# What do you have for housing?



## Egg_Newton (May 20, 2010)

I am on a tight budget and need to build a shelter for 3-4 dwarf nigerians. What would you suggest?


----------



## MrsCountryChick (May 20, 2010)

I'd say a shelter big enough for them all to lay down in comfortably & move about in... you know in case there's a long rain or snow storm when they'll be inside for long periods of time. Or when it's hot & they want shade.  I have full size dairy goats so I'm not sure of a length by width answer. I know of someone that has mini goats (a mini herd it seems) & they have a decent sized square room for them with a doorway that suits 2 goats to enter side by side, and when they needed more room they opened the back of that shelter & added on another 3 sided shelter to it, (with the open 4th side using the existing shelter's back wall). They just winged it judging on what size herd they had, nothing specific they went by. But if you'll have kids in the spring you may want to make it a little larger than you need to fit the kids in come spring. Oh to save money on wood they used a sloped roof like a right angle. That way the back is slightly lower to drain off water, also that's most likely where the goats will be laying is in the back. Some people I've read have used "dog eared" privacy fencing for siding due to it being cheaper than 2x4s & also sturdier than thin wood sheeting. Good Luck!  Hopefully someone here can help better than I can.  Welcome to BYHerds!!! BackYardChickens has a posting forum that you may find helpful to search back archives onto too.

◆ **Material supplied**

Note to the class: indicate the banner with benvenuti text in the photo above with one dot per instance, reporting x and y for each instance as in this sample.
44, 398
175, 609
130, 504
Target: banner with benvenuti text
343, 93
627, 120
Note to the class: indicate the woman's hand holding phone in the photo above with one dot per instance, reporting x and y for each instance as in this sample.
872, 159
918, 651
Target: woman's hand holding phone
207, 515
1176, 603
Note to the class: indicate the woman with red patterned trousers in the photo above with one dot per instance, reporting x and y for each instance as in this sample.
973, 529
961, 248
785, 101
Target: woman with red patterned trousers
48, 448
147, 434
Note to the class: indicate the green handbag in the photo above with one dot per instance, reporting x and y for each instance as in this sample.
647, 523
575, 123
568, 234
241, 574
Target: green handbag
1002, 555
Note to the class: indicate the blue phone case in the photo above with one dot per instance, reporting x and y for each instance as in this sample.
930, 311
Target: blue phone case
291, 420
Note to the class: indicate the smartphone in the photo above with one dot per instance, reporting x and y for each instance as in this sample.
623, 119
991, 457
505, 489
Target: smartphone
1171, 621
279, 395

◆ **What needs to be done**
In the goat housing thread, what reasons are given for using "dog eared" privacy fencing as siding?

◆ **Answer to the exercise**
It is cheaper than 2x4s and sturdier than thin wood sheeting.